Region annotation entries
..............................

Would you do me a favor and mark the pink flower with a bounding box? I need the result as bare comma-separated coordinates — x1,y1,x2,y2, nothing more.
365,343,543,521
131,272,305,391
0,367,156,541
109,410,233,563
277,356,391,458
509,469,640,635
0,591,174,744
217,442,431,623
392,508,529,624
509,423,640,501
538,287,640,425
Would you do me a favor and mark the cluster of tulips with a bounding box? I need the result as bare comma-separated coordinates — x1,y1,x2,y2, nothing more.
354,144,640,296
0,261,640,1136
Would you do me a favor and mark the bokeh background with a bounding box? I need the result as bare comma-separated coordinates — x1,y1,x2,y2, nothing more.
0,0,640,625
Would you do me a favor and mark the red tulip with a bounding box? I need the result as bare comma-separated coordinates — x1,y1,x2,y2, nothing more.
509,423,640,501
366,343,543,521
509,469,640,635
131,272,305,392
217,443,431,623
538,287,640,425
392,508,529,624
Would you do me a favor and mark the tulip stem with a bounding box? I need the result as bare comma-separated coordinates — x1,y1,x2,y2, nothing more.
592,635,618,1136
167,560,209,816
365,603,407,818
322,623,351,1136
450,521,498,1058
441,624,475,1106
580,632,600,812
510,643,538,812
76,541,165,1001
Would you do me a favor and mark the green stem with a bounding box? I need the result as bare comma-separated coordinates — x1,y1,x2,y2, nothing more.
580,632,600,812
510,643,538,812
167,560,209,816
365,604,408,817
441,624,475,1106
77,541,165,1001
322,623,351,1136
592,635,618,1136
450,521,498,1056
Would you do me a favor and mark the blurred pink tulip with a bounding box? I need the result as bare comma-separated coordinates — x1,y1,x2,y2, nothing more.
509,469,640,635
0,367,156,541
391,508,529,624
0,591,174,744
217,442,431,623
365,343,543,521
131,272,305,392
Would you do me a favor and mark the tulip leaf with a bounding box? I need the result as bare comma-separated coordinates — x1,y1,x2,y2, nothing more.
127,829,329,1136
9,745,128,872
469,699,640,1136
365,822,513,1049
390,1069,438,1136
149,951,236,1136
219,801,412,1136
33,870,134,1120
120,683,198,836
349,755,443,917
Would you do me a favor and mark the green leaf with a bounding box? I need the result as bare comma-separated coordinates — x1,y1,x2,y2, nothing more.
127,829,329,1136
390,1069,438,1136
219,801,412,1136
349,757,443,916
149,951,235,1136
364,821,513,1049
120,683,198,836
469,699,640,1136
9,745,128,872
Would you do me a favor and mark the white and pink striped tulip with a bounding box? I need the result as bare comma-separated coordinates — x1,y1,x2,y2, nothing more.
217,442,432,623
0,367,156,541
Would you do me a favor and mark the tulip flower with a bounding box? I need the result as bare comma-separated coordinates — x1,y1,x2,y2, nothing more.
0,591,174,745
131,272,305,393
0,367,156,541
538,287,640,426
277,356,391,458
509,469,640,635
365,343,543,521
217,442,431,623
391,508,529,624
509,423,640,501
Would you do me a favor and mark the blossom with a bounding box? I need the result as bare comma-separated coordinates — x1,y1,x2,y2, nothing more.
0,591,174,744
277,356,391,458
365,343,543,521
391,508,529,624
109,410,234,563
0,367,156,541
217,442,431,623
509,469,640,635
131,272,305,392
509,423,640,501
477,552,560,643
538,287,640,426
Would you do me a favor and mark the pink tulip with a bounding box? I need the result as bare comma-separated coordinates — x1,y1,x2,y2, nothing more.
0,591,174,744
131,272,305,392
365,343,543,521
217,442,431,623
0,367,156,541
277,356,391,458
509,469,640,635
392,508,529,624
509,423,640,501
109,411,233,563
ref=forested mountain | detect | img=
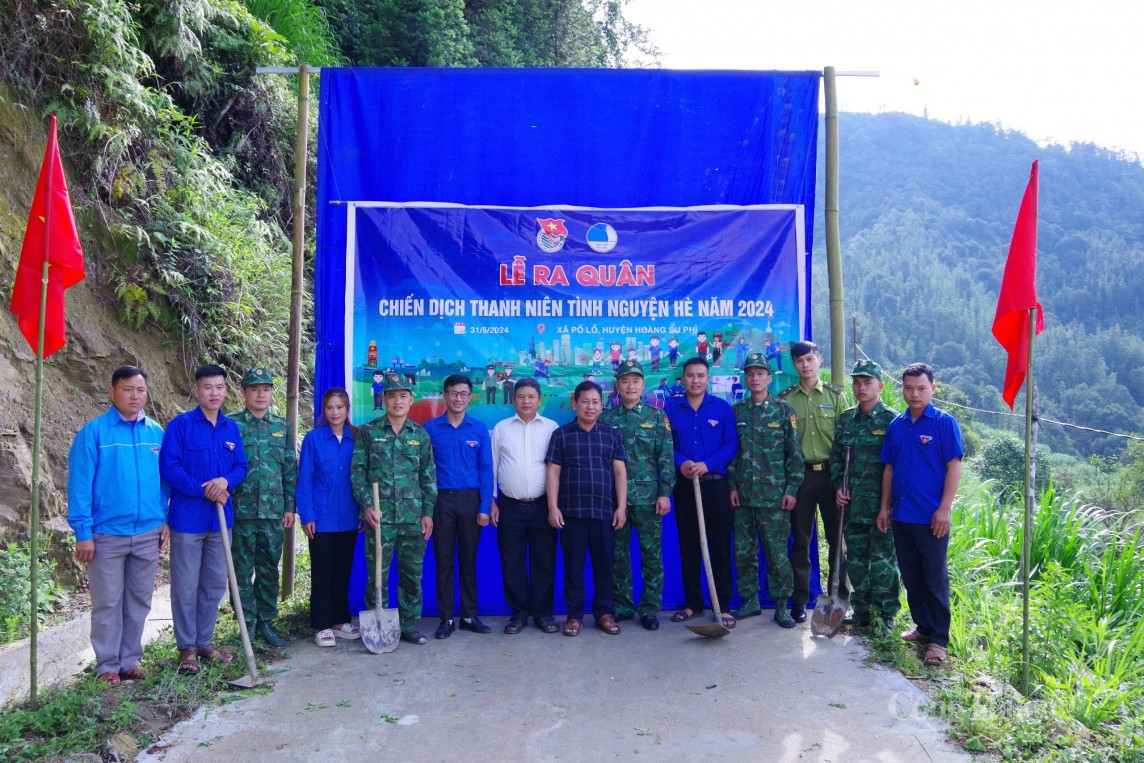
[815,113,1144,458]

..............................

- **GIVEN INSTRUCTION**
Rescale the lines starting at the one containing "Would you do me a favor and mark the green leaf" and ending at the one containing "149,951,235,1136", reproducing each of them. Multiply every coordinate in the answers by 1.3 and round it to a whole number, with halves rounding up, and leave all other text unchanged.

- **WRITTEN SOLUTION**
Would you do me a favor and mark the green leaf with a bounding box? I need the result as bare comma-separated coordinates — x1,y1,x2,y2, nothing more.
165,1078,428,1477
507,1390,569,1477
285,1041,536,1477
454,984,576,1191
194,1236,306,1477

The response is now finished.